Top of INFORMATION
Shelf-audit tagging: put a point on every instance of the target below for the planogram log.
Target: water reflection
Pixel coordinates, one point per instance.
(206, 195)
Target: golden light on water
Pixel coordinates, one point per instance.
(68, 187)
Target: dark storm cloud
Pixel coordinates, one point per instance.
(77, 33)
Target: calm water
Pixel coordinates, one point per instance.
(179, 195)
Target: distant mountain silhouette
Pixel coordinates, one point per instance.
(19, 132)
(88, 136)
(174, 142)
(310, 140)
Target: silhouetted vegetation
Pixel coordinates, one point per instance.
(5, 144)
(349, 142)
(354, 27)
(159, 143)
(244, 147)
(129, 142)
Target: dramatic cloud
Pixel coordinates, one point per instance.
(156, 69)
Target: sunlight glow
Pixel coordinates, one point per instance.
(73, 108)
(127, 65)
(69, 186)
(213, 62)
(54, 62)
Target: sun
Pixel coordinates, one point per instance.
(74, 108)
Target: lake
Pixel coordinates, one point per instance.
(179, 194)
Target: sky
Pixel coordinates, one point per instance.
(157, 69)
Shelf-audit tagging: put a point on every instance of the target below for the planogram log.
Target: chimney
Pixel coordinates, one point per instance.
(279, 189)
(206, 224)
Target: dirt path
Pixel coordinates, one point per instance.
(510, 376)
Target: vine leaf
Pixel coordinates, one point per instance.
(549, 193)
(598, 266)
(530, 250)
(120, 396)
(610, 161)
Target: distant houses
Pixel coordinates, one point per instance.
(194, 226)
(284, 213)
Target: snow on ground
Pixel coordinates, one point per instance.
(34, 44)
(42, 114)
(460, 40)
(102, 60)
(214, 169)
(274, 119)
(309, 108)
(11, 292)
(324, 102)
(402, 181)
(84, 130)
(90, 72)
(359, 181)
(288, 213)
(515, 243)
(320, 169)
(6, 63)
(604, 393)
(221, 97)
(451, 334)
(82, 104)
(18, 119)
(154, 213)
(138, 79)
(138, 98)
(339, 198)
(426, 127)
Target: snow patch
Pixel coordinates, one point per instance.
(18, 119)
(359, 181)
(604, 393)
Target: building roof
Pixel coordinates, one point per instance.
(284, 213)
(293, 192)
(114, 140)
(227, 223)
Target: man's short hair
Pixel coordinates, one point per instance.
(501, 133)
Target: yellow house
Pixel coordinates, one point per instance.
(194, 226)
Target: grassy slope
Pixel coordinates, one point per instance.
Bottom of INFORMATION
Looking at the records above, work out how many lines include the string "snow". Give the number and nothing else.

ANSWER BOX »
2